> **HOW TO COMPLETE THIS TASK**:
All records below are to be set down exactly, each character intact.

> **Stored data entries**:
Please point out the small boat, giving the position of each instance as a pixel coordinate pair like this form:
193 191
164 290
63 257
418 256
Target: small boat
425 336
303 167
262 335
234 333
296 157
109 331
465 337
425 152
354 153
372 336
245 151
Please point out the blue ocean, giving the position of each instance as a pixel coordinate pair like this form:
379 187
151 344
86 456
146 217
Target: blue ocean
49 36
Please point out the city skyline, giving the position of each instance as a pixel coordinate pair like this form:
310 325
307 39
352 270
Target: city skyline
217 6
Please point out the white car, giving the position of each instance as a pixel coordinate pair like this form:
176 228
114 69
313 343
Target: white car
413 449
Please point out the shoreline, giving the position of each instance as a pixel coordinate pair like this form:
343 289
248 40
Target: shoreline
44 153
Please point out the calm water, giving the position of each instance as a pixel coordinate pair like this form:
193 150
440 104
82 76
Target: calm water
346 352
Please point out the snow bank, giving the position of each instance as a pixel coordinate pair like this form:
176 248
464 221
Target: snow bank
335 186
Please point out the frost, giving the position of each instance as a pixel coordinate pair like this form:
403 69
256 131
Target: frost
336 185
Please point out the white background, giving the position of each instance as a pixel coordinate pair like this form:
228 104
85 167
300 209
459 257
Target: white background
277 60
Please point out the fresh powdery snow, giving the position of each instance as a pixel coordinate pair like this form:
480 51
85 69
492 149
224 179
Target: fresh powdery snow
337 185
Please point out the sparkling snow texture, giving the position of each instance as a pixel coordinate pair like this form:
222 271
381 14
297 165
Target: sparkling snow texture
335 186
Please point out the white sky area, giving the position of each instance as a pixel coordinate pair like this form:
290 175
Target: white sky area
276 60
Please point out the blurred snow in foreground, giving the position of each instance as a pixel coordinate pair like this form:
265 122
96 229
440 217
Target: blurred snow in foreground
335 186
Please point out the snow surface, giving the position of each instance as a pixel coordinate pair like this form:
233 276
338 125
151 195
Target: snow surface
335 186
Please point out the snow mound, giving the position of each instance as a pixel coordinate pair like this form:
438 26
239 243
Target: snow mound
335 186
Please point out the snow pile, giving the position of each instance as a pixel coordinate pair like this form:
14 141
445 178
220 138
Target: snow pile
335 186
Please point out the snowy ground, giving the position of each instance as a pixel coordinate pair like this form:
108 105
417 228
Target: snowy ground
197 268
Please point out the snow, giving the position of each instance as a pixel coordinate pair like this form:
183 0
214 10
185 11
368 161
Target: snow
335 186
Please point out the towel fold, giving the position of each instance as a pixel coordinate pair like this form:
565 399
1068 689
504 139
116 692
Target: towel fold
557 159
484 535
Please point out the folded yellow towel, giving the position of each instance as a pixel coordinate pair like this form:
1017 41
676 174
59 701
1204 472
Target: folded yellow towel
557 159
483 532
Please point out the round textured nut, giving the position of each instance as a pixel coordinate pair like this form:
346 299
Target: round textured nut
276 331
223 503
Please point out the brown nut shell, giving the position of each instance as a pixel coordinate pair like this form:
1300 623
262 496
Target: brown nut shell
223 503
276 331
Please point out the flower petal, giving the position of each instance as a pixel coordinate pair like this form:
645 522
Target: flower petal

> **EXERCISE ANSWER**:
Please point out the small boat, giving the position of each instance as a pixel coordinate pair like this form:
193 191
164 290
63 257
418 256
Target: small boat
425 336
303 167
262 335
234 333
296 157
109 331
465 337
425 152
354 153
372 336
245 151
Please point out the blue ocean, giving the position of each instance as a pixel coordinate pair like this form:
379 187
151 344
86 456
146 217
Target: blue ocean
49 36
Please point out the city skyline, giving the position of each instance as a pixel coordinate pair like this form:
310 325
307 39
352 270
Target: city skyline
217 6
Please point out the white car, giving the position of each instance as a pixel coordinate pair like this form:
176 228
114 69
313 343
Target: white car
413 449
Please point out the shoreline, giving the position of each instance as a pixel coordinate pair like this form:
343 289
248 40
Target: shoreline
44 153
Please point out the calm water, giving the position of each instance as a pixel coordinate pair like this form:
193 150
440 104
82 76
Target: calm water
346 352
Please point out the snow bank, giving the position of each instance as a pixel coordinate pair like this form:
176 248
464 221
Target: snow bank
335 186
Please point out the frost, giving the position of each instance as a pixel coordinate pair like this form:
403 69
256 131
Target: frost
336 185
Please point out the white background, giving the position of each instance as a pixel coordinate pair like this form:
228 104
85 167
300 209
459 257
Target: white background
277 60
Please point out the fresh powdery snow, giving the position of each instance as a pixel coordinate pair like this form:
480 51
85 69
492 149
224 179
Target: fresh powdery snow
337 185
Please point out the sparkling snow texture, giving the position of each instance as a pixel coordinate pair like this form:
222 271
381 14
297 165
Target: sparkling snow texture
335 186
Please point out the white sky area, giving the position of each instance as a pixel coordinate pair like this form:
290 175
Target: white sky area
276 60
Please point out the blurred snow in foreground, giving the position of each instance as a pixel coordinate pair like this form:
265 122
96 229
440 217
Target: blurred snow in foreground
335 186
Please point out the snow surface, giving the position of each instance as a pixel coordinate pair like this form:
233 276
338 125
151 195
Target: snow surface
335 186
Please point out the snow mound, giving the position of each instance as a pixel coordinate pair like this form:
438 26
239 243
Target: snow mound
335 186
Please point out the snow pile, giving the position of each instance as a pixel coordinate pair like this form:
14 141
445 178
220 138
Target: snow pile
335 186
Please point out the snowy ground, giving the position of each instance as a pixel coordinate pair like this form:
108 105
417 228
Target: snowy ground
197 268
Please point out the snow, giving the position of each instance as a pixel coordinate pair like this form:
183 0
214 10
185 11
368 161
Target: snow
335 186
Please point out the towel fold, giving the position of each instance as a pixel coordinate pair like this form:
565 399
1068 689
504 139
116 692
Target: towel fold
557 159
484 535
Please point out the folded yellow towel, giving the position of each instance as a pixel coordinate pair like this form:
1017 41
676 174
59 701
1204 472
Target: folded yellow towel
557 159
483 532
Please point out the round textured nut, giving the position of each instance as a pixel coordinate pair like this form:
346 299
Target: round textured nut
276 331
223 503
Please point out the brown nut shell, giving the position of each instance as a pixel coordinate pair like this form:
1300 623
262 496
Target: brown nut shell
223 503
276 331
Please point out the flower petal, giving the position of each instance as a pixel coordinate pair like this form:
645 522
Target: flower petal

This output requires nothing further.